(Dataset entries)
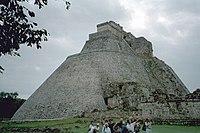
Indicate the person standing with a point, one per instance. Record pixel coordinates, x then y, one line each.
148 125
137 127
106 128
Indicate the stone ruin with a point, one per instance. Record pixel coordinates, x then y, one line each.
114 71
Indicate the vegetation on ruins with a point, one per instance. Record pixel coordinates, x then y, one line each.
9 103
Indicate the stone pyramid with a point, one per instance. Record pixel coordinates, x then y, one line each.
114 69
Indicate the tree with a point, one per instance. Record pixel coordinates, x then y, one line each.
16 28
9 103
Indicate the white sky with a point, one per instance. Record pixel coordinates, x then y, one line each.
173 27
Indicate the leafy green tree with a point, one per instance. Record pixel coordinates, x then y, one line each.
9 103
17 29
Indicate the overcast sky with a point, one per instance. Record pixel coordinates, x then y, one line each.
173 27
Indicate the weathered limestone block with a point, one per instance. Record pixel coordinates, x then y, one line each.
114 70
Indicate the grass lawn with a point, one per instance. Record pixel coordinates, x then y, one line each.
80 125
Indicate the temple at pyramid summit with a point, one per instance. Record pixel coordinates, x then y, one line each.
114 71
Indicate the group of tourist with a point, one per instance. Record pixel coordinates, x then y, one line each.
131 126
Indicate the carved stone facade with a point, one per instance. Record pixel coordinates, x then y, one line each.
114 70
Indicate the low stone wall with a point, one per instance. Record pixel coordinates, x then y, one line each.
34 130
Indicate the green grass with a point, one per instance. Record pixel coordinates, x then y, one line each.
80 125
175 129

Written exercise: Copy out the full listing above with "pixel coordinates" changed to "image coordinates" everywhere and nothing else altered. Omit the pictures.

Result of this exercise:
Indicate the person standing with a point, one per instance. Record image coordinates, x then y, one line each.
148 125
137 127
106 128
Indicate the stone ruin with a point, one per instance. Record image coordinates, x then y, one line each.
114 71
Indicate the vegetation on ruins with a point, one per instance. Record image coordinates, x then y, one line each.
9 103
Indicate the stone pyramid with a point, one per instance. Record image coordinates, x then y, one line each.
114 69
Indicate the tree with a point, one per instance. Record image coordinates, x then y, one line each.
16 28
9 103
Indicate the white sky with a point, one per instance. Record image coordinates, x then y, one line each.
173 27
Indicate the leafy green tree with a point, one per instance. Record image coordinates, x then y, one line each.
9 103
17 29
Indicate the overcast sky with a point, one per instance. Record image coordinates, x then y, one line each.
173 27
Indicate the weathered limestone block with a point, one per instance. Record image coordinates, x then y, one line each.
114 70
Indicate the grass lawn with a point, one per instance. Record image coordinates, x then y, one line each.
80 125
Indicate the temple at pyramid summit with a point, one per instance. Record image coordinates, x then y, one line each.
114 71
Indicate the group of tourist with a point, one per instance. Record image coordinates, x then y, one line each.
131 126
Indicate the carved stone facade with a point, one per instance. Record image coordinates, x then y, one line each.
114 70
Indicate the low stone wall with a point, one per instance. Record image coordinates, x then y, one line each.
34 130
Indicate the green grass with a point, one per instance. Record image coordinates, x then y, one line each.
80 125
175 129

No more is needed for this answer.